What is needed: Find every line below where the string "panel" shows up, and copy those lines.

Information shown:
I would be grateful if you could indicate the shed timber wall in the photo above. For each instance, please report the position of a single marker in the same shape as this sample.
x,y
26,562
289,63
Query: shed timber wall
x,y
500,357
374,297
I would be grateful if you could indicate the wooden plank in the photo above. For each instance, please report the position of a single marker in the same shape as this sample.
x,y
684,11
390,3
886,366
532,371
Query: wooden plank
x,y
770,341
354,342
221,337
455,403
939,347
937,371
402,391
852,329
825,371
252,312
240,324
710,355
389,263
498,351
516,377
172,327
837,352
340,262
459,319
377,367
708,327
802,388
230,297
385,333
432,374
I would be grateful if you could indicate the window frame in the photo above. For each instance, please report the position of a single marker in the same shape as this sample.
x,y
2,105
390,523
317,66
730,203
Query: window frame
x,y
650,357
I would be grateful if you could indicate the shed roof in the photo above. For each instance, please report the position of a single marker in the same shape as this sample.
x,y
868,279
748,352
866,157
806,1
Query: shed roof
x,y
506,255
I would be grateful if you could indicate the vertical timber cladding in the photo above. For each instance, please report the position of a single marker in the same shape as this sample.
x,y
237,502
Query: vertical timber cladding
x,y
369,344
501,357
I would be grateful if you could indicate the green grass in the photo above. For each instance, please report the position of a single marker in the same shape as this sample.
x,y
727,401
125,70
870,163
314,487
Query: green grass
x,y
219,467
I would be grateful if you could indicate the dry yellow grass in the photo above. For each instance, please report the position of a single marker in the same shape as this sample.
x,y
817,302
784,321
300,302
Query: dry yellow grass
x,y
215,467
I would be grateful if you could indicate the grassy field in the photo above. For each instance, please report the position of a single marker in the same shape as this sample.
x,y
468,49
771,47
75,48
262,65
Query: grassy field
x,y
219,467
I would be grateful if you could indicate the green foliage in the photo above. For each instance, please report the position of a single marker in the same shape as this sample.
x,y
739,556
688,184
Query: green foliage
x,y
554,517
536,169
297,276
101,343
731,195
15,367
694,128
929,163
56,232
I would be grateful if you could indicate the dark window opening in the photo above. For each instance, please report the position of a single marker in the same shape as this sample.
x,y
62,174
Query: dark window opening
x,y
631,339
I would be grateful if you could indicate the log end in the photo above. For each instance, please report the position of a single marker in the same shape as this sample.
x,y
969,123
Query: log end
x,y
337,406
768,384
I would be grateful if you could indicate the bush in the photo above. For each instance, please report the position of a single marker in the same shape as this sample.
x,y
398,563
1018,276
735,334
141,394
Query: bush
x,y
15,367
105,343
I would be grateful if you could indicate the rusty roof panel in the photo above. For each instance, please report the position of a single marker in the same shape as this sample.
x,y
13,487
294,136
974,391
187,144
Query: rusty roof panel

Exercise response:
I would be grateful if you could indicate the rusty roof panel in the photo above. For each instance, please report the position of a single marker in the same shape as this sample.
Query: rusty roof panel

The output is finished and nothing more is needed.